Point labels for objects
________________

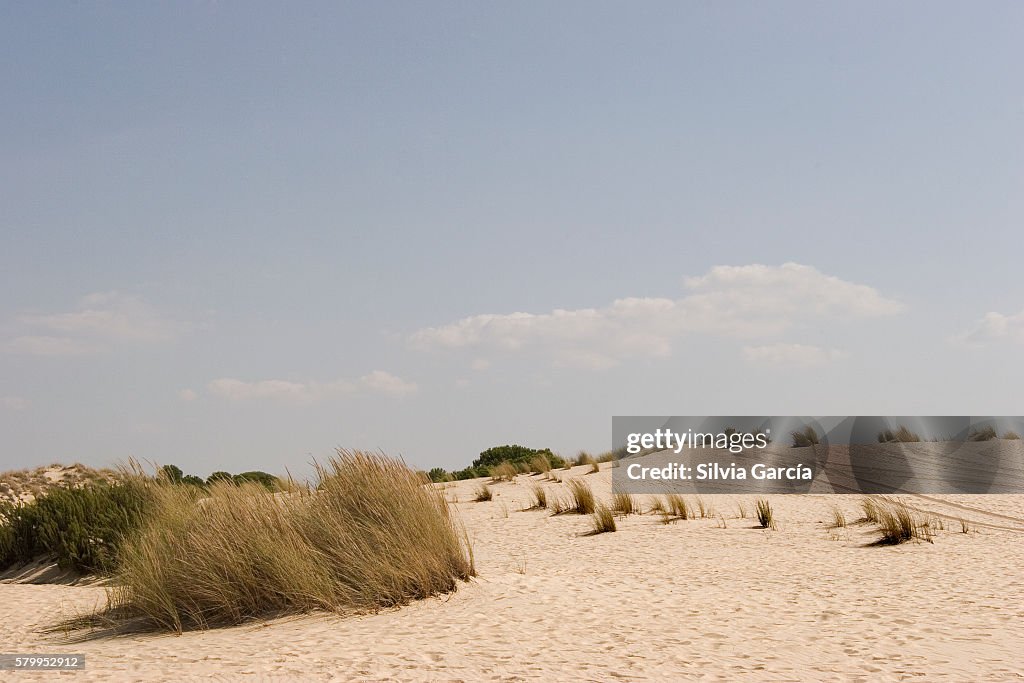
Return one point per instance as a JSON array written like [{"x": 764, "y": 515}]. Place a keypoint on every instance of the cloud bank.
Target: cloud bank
[
  {"x": 378, "y": 382},
  {"x": 747, "y": 301}
]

________________

▶ **Short task**
Print every line of the listing above verbatim, leaving out the pictures.

▶ **Written answer**
Return one point per instance as a JSON array written like [{"x": 764, "y": 515}]. Place a keypoint on every instance of the cloud bank.
Target: cloud bank
[
  {"x": 378, "y": 382},
  {"x": 747, "y": 301}
]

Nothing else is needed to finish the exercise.